Request »
Copy word for word the lines of the records below, from the line with "Find and mark button" up to and including the line with "[341,218,352,235]".

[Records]
-- -- --
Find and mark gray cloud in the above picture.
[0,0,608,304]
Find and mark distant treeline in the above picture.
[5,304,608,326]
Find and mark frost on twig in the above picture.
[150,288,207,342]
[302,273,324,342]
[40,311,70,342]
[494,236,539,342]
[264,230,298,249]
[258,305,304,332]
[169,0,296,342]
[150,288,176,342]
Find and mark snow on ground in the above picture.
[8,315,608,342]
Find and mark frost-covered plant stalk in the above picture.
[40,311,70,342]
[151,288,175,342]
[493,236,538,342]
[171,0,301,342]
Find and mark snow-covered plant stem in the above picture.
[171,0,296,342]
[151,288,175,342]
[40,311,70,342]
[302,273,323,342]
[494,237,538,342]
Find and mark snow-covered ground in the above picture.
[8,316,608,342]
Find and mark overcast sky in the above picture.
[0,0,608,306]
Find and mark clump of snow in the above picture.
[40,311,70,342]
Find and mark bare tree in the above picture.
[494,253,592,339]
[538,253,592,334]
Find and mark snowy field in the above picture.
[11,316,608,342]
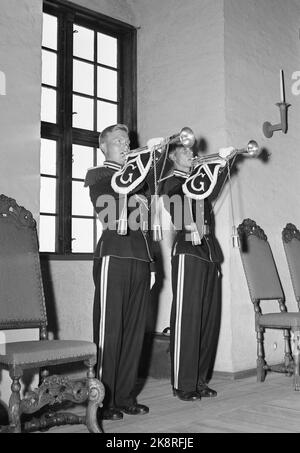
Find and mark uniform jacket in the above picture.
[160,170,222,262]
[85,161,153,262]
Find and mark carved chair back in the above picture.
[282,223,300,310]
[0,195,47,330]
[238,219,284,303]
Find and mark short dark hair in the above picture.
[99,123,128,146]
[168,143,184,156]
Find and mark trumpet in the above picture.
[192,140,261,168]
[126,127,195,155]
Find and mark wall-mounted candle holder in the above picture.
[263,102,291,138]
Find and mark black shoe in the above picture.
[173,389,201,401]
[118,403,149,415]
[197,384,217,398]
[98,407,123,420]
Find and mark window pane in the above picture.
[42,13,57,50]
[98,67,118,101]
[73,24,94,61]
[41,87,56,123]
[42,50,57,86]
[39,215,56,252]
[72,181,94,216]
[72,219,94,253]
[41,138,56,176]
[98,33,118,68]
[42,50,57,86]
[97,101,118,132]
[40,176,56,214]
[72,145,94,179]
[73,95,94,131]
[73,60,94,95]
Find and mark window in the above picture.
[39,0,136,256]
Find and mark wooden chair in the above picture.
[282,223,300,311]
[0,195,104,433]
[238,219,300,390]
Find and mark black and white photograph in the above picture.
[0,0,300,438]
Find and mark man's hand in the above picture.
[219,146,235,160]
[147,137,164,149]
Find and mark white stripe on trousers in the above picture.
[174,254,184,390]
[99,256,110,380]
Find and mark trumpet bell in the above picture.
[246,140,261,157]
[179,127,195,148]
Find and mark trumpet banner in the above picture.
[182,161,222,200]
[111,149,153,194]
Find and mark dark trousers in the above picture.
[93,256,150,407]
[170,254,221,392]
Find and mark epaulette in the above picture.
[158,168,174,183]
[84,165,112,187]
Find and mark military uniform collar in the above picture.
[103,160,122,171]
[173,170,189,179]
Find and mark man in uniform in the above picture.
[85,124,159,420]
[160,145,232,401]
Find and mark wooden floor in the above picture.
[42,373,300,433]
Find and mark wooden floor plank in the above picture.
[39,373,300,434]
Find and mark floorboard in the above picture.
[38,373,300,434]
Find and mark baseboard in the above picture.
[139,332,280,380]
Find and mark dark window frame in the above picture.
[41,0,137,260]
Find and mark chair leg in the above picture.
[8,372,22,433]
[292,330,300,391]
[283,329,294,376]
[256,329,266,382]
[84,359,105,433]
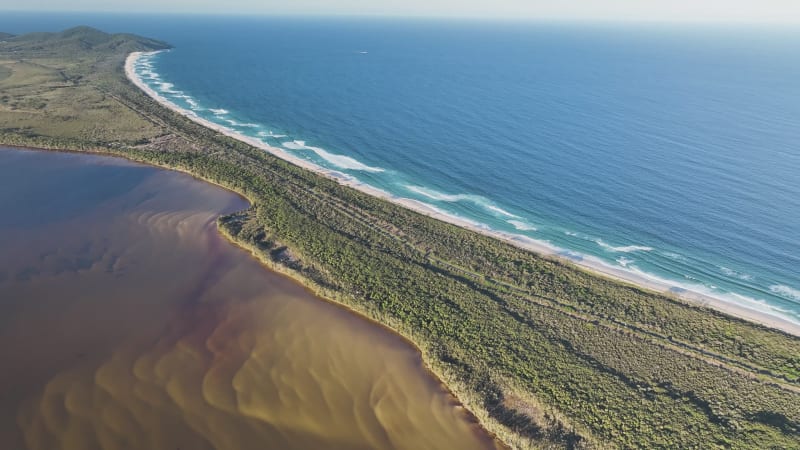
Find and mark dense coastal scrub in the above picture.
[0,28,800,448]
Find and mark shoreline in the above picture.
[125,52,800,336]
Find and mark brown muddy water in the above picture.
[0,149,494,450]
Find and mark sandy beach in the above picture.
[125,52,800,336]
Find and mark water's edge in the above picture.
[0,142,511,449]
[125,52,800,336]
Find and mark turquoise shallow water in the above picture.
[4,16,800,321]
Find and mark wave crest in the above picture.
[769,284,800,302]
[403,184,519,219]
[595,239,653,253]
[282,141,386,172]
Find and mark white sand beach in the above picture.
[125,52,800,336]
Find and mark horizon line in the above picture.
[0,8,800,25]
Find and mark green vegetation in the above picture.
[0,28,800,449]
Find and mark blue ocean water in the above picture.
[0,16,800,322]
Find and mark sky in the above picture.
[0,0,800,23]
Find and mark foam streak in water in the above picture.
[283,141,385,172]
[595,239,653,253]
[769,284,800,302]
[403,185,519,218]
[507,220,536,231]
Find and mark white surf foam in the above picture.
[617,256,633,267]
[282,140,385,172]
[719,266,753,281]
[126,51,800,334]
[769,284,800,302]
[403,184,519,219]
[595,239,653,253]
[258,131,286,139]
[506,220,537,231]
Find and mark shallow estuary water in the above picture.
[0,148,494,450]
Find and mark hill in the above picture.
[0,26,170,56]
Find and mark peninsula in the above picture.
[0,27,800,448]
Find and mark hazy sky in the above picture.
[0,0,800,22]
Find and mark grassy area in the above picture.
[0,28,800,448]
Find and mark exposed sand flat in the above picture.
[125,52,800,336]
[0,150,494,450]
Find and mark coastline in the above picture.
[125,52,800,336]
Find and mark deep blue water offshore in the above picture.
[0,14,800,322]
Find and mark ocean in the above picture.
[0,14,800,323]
-- -- --
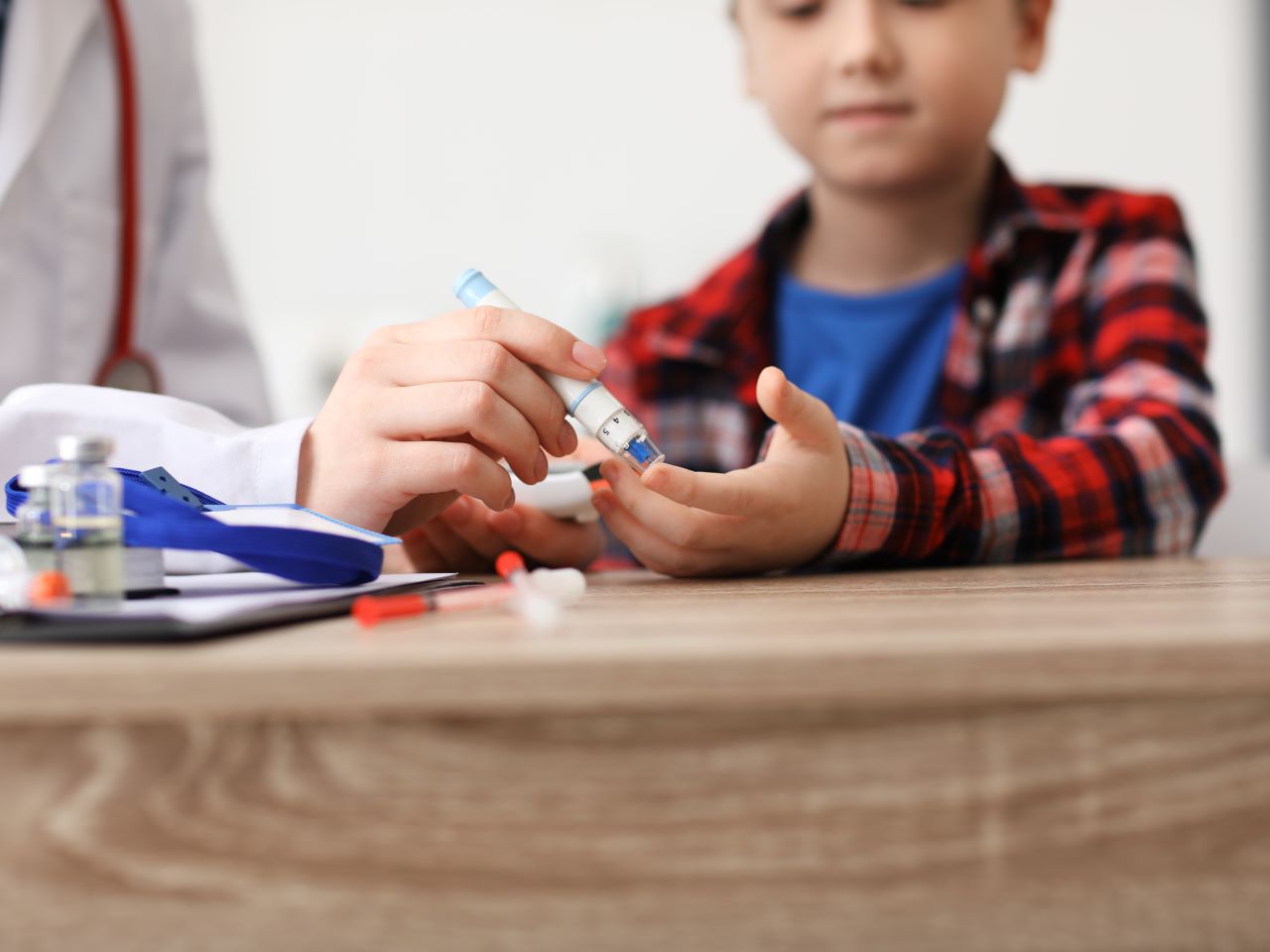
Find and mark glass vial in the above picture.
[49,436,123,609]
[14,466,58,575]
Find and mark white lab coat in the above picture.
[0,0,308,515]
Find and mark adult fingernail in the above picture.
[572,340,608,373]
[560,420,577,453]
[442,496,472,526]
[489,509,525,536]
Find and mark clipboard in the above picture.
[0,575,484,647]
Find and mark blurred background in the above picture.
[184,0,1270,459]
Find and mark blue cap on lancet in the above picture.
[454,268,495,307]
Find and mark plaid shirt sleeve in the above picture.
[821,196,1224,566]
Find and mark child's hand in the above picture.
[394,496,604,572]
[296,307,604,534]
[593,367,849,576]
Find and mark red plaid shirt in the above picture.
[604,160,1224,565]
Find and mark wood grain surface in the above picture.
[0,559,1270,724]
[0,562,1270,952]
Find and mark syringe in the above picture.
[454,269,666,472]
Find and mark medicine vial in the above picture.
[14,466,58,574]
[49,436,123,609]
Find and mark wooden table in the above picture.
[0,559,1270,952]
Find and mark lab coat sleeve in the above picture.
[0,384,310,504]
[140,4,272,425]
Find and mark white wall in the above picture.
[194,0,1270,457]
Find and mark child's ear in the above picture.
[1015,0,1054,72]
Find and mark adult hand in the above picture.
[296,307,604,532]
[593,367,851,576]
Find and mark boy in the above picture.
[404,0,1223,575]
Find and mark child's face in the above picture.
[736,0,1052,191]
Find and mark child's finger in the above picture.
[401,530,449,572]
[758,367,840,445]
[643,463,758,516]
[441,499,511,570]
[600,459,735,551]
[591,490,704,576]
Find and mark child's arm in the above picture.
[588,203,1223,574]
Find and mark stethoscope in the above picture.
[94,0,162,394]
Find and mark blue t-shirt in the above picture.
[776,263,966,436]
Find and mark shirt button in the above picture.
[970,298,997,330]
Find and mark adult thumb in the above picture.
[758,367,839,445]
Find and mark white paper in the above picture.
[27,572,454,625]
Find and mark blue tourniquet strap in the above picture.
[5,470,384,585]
-- -- --
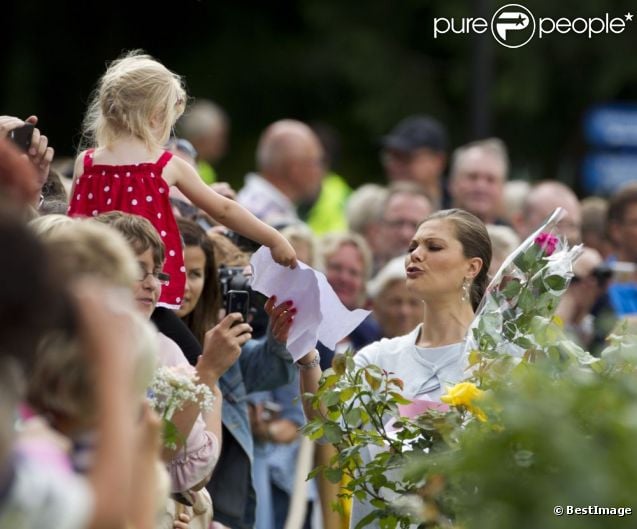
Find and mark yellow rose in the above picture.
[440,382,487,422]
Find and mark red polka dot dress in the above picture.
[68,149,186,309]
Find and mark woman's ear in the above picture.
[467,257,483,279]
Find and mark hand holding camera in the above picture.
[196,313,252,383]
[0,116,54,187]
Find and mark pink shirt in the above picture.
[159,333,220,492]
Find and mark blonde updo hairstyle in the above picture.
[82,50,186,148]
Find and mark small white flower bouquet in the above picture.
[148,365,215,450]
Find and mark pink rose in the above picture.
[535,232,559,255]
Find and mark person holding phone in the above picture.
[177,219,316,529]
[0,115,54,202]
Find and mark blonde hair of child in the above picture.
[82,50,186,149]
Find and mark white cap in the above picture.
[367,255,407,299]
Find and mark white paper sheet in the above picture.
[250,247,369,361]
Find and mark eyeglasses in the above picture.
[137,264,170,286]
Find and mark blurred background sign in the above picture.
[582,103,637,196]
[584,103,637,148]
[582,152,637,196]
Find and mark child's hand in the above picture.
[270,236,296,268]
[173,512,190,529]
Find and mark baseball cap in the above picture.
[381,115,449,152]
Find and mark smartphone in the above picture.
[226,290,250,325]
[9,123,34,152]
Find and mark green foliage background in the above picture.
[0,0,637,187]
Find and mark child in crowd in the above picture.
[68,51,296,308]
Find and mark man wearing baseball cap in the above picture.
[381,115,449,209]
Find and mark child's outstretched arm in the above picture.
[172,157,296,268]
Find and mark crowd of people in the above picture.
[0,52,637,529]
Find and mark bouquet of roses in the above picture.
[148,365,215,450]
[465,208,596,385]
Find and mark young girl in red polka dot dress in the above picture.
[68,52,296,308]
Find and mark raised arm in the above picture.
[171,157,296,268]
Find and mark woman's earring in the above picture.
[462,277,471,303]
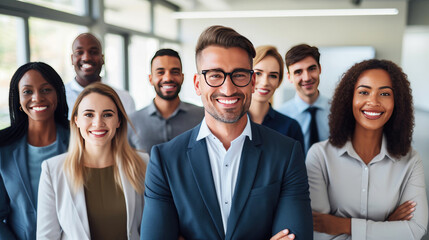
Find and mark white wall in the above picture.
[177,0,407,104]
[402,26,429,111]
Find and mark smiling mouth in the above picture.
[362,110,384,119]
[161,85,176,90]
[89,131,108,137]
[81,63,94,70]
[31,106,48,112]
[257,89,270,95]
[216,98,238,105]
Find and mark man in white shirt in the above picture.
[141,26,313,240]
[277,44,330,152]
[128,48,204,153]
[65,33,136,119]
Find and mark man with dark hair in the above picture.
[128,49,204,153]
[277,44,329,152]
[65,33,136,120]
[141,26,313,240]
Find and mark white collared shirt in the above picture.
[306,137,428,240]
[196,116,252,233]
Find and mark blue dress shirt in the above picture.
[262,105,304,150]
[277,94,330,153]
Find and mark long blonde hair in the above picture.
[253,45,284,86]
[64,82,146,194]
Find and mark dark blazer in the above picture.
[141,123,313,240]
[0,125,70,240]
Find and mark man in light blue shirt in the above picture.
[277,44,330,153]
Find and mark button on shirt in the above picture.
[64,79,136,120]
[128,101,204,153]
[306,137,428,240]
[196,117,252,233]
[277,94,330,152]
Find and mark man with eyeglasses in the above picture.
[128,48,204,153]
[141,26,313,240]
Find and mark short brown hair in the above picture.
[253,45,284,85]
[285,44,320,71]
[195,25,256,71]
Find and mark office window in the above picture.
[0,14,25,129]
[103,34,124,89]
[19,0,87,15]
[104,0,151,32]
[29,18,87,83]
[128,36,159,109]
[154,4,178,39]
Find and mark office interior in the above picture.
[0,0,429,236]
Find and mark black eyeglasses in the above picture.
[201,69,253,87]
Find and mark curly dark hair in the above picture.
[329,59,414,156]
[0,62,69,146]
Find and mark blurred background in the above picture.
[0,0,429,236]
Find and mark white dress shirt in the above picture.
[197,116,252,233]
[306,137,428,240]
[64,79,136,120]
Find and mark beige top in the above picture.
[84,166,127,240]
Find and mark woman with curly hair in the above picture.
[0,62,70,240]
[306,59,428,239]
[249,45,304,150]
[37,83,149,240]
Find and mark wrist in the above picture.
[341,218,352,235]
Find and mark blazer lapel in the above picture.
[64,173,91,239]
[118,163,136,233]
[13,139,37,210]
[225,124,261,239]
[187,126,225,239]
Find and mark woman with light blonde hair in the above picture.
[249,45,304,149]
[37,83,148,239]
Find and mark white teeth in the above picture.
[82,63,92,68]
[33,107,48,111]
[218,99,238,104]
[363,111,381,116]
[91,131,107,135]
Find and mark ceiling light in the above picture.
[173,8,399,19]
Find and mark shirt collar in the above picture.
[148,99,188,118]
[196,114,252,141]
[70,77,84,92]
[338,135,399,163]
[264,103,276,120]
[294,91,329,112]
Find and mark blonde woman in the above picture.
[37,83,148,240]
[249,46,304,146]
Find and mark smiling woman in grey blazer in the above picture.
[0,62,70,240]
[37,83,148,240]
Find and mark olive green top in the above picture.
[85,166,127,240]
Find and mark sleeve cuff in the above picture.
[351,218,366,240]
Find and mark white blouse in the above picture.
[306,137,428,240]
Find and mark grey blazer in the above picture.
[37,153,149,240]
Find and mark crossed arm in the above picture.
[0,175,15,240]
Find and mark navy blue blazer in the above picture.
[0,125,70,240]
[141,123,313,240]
-- -- --
Exercise solution »
Find and mark button on shirt in the above picture.
[64,79,136,120]
[128,101,204,153]
[306,137,428,240]
[196,117,252,233]
[277,94,330,152]
Find and mark man with eyeglasses in the above picture.
[128,48,204,153]
[141,26,313,240]
Find and mark short brown hair in the above picture.
[253,45,284,85]
[285,44,320,71]
[195,25,256,71]
Find and mark office window in the above picture.
[0,14,25,129]
[103,34,124,89]
[19,0,87,15]
[104,0,151,32]
[29,18,87,83]
[128,36,159,109]
[154,4,178,39]
Find and mark office interior in the above picture.
[0,0,429,236]
Find and mark black eyeglasses in the above picture.
[201,69,253,87]
Find and mark curly dark hair in the above picture.
[329,59,414,156]
[0,62,69,146]
Find and mark blurred background in the above picture.
[0,0,429,236]
Find and mark white dress shirt in the above picture.
[197,116,252,233]
[306,137,428,240]
[64,79,136,120]
Find and mark beige top in the above picture.
[84,166,127,240]
Find and mark woman with curly hair in the above picture.
[0,62,70,240]
[306,59,428,239]
[249,45,304,150]
[37,83,149,240]
Find and mark wrist in the above picture.
[341,218,352,235]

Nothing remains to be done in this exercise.